-------- ENTRIES SUPPLIED
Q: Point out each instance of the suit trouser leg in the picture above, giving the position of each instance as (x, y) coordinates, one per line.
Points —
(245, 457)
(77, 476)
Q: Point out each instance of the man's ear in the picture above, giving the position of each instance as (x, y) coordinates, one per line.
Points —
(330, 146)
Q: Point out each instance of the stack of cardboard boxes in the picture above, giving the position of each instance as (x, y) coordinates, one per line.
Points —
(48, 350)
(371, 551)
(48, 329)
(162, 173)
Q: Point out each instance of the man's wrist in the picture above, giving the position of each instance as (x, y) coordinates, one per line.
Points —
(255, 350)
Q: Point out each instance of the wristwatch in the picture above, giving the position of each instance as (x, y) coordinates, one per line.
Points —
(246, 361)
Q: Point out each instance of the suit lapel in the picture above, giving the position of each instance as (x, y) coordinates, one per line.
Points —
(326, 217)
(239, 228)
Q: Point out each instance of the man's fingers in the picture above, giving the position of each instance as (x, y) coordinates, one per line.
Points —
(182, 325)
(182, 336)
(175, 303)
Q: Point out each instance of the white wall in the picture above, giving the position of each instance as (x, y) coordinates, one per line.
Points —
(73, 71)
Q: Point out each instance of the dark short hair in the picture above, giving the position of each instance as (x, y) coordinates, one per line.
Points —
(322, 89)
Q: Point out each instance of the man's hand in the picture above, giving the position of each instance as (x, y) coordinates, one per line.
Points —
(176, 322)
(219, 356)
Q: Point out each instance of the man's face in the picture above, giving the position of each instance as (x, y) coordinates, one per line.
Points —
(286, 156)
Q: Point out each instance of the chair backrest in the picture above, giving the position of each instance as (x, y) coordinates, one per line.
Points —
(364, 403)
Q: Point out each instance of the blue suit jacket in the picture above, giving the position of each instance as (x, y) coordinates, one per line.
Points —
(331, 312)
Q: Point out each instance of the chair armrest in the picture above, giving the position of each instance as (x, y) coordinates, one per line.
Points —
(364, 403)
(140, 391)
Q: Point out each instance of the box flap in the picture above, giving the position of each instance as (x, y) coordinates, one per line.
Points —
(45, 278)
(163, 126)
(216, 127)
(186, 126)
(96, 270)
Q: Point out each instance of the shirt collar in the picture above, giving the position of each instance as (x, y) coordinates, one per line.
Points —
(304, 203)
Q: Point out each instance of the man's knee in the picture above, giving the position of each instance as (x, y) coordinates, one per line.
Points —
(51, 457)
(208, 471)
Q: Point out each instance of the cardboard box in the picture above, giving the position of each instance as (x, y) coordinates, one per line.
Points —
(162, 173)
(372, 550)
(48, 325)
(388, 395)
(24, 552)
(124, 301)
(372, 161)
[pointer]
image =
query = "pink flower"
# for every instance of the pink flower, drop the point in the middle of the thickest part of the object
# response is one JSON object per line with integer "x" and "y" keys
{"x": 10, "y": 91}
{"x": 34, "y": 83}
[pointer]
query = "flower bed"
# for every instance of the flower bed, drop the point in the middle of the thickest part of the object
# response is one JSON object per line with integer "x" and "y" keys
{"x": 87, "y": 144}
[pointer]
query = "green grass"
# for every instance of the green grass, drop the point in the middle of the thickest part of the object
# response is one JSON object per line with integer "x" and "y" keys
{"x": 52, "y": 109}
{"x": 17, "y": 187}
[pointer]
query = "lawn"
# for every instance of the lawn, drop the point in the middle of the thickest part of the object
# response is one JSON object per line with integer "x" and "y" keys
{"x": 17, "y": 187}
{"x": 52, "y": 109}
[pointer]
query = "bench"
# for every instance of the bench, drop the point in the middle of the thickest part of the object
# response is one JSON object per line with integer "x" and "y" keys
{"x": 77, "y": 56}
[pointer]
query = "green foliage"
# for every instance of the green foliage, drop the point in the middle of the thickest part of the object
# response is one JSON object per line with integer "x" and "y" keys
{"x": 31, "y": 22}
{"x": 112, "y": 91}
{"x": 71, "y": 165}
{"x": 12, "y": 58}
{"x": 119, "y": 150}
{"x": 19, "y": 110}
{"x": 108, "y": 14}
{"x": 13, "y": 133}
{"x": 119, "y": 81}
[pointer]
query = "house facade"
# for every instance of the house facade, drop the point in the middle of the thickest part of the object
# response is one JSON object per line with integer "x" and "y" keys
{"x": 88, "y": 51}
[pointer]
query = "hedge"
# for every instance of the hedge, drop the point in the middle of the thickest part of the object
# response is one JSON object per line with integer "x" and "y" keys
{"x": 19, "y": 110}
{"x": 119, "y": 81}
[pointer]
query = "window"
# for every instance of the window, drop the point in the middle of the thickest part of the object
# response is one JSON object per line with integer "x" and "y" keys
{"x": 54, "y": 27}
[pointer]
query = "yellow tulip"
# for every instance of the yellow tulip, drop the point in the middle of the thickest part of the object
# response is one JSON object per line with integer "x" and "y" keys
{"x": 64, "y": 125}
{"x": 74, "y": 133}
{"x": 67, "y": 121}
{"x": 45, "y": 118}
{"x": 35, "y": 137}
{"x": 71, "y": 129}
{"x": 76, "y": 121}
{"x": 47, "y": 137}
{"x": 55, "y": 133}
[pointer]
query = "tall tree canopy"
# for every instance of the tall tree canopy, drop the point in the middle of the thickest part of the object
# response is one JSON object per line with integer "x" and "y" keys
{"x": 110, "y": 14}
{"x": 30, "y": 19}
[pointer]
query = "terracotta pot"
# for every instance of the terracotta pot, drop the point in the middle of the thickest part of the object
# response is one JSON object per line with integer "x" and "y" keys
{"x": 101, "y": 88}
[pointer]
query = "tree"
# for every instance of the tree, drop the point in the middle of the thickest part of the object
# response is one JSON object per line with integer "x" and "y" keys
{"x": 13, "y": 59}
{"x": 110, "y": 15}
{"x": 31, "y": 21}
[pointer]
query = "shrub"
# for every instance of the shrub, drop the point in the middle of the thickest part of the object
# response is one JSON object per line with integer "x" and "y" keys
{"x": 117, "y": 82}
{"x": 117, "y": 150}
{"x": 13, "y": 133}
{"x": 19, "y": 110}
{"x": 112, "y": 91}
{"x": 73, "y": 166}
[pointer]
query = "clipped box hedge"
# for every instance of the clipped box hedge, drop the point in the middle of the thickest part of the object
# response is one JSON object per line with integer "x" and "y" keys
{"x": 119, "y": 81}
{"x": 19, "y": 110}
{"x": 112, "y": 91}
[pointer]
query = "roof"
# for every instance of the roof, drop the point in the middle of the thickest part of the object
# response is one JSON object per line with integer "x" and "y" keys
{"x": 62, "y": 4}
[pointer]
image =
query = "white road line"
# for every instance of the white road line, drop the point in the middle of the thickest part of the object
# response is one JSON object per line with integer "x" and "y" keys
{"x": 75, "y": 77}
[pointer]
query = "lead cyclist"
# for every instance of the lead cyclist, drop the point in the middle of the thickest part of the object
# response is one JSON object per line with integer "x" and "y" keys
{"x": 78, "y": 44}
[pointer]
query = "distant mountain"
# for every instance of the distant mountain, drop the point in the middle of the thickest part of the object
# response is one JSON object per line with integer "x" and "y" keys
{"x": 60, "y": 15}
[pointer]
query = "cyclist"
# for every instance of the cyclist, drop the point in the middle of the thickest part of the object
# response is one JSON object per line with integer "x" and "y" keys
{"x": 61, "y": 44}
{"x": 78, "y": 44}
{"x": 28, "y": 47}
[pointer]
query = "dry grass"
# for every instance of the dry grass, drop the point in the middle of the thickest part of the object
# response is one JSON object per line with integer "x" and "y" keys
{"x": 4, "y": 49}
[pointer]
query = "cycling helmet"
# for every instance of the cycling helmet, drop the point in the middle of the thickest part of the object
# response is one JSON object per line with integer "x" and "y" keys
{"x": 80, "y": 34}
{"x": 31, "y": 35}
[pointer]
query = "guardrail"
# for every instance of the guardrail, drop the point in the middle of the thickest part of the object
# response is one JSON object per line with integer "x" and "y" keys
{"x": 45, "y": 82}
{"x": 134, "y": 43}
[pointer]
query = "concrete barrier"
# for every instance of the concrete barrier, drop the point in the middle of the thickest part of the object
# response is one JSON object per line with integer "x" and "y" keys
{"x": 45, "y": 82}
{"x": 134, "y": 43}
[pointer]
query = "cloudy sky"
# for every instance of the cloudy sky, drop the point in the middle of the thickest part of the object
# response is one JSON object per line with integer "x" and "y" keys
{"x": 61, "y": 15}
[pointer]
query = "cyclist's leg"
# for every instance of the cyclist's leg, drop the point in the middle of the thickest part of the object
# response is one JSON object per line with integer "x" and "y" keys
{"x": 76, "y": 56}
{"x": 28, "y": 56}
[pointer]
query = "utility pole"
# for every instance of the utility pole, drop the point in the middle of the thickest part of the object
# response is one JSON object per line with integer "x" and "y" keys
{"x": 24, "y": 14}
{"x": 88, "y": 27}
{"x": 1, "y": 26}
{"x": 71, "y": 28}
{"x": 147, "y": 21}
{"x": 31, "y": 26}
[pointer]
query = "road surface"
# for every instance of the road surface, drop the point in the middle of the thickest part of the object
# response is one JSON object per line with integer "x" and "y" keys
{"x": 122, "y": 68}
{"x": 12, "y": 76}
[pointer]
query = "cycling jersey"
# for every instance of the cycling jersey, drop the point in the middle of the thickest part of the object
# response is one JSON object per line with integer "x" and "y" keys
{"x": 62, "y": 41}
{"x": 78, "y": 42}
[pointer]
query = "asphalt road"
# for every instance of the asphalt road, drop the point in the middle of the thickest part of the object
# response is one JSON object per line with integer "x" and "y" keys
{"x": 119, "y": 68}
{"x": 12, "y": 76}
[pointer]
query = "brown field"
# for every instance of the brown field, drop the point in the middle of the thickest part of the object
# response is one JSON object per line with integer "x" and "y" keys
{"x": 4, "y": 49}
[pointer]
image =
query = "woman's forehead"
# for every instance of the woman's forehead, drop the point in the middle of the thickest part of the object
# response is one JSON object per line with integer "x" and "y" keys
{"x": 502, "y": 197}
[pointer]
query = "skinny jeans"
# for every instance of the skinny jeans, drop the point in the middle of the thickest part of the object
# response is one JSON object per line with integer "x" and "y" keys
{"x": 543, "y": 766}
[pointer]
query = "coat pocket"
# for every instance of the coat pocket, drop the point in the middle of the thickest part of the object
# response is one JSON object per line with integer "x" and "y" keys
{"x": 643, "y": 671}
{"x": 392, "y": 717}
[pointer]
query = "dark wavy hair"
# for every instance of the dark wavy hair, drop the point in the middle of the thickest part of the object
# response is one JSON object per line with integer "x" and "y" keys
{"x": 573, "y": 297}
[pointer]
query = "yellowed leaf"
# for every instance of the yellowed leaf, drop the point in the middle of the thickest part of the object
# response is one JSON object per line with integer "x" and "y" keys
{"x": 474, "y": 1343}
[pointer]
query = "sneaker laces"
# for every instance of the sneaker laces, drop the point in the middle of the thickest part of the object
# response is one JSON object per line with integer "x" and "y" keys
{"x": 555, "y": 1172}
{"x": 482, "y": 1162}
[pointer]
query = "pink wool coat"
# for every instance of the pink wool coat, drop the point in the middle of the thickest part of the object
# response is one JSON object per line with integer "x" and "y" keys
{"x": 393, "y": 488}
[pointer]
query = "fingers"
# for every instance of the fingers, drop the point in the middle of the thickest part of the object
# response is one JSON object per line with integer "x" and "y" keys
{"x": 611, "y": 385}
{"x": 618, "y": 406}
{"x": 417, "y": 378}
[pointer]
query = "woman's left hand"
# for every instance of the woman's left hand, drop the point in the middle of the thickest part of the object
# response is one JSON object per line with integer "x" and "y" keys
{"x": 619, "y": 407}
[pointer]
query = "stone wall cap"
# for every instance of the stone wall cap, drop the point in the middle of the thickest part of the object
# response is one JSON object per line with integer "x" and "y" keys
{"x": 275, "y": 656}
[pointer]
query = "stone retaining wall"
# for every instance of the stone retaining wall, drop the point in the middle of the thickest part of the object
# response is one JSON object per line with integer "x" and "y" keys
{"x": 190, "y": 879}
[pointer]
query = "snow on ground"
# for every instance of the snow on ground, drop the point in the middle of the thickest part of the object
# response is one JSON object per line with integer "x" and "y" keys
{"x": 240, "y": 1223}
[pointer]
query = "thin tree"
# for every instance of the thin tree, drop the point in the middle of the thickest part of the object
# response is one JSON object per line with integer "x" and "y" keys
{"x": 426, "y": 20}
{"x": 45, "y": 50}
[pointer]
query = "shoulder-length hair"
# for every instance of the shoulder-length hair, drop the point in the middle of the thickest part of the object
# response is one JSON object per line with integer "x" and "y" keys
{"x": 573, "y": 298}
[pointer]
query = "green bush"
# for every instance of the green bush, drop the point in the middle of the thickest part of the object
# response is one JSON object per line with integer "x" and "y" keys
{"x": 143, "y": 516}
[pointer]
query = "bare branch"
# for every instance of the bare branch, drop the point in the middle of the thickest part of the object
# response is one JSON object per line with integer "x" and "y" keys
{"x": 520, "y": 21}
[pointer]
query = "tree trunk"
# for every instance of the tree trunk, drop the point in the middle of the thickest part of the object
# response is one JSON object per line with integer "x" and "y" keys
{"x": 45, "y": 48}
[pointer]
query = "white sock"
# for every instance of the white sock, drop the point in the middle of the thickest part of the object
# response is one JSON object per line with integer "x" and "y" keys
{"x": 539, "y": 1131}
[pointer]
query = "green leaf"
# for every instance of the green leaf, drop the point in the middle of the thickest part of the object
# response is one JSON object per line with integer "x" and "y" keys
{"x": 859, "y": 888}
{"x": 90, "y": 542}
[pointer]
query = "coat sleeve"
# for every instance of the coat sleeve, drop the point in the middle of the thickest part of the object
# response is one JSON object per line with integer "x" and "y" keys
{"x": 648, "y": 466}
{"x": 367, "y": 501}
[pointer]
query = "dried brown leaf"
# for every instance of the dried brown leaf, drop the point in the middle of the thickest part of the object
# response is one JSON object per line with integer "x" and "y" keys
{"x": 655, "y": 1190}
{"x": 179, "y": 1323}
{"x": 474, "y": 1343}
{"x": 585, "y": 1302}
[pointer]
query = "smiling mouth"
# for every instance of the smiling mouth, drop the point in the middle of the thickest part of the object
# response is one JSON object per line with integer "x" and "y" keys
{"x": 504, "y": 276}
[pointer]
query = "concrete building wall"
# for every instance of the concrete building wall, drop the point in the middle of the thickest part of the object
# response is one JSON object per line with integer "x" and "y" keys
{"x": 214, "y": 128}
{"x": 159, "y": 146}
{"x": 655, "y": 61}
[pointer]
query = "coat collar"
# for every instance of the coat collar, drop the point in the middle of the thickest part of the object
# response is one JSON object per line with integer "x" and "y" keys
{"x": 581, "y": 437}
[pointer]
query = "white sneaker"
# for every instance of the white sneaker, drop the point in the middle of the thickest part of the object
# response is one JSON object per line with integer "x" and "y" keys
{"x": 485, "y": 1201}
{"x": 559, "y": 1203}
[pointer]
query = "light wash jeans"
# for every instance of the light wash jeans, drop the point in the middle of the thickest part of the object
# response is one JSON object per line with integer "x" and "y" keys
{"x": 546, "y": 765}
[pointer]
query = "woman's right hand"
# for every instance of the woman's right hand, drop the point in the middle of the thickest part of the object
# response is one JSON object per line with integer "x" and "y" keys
----------------
• [WHAT YOU SHOULD DO]:
For this exercise, output exactly the lines above from the line with "# for every instance of the house" to the line with "# for every instance of the tall", counting both, and leave out the rest.

• [ANSWER BOX]:
# for every instance of the house facade, drop the point in the middle of the thickest part of the object
# response is one JSON object per line with integer "x" and "y" keys
{"x": 88, "y": 51}
[pointer]
query = "hedge"
# for every instance of the hedge, drop the point in the middle of the thickest part of the object
# response is one JSON object per line with integer "x" and "y" keys
{"x": 19, "y": 110}
{"x": 119, "y": 81}
[pointer]
query = "window"
# for every instance of the window, drop the point in the middle of the thickest part of the object
# response is one JSON object per line with integer "x" and "y" keys
{"x": 54, "y": 27}
[pointer]
query = "yellow tulip"
# for every instance of the yellow tulip, drop the point in the middle of the thickest part of the object
# response is one JSON object per line with integer "x" and "y" keys
{"x": 64, "y": 125}
{"x": 74, "y": 133}
{"x": 67, "y": 121}
{"x": 45, "y": 118}
{"x": 35, "y": 137}
{"x": 71, "y": 129}
{"x": 76, "y": 121}
{"x": 47, "y": 137}
{"x": 55, "y": 133}
[pointer]
query = "tall tree canopy"
# for every instance of the tall tree canopy, drop the point in the middle of the thickest part of the object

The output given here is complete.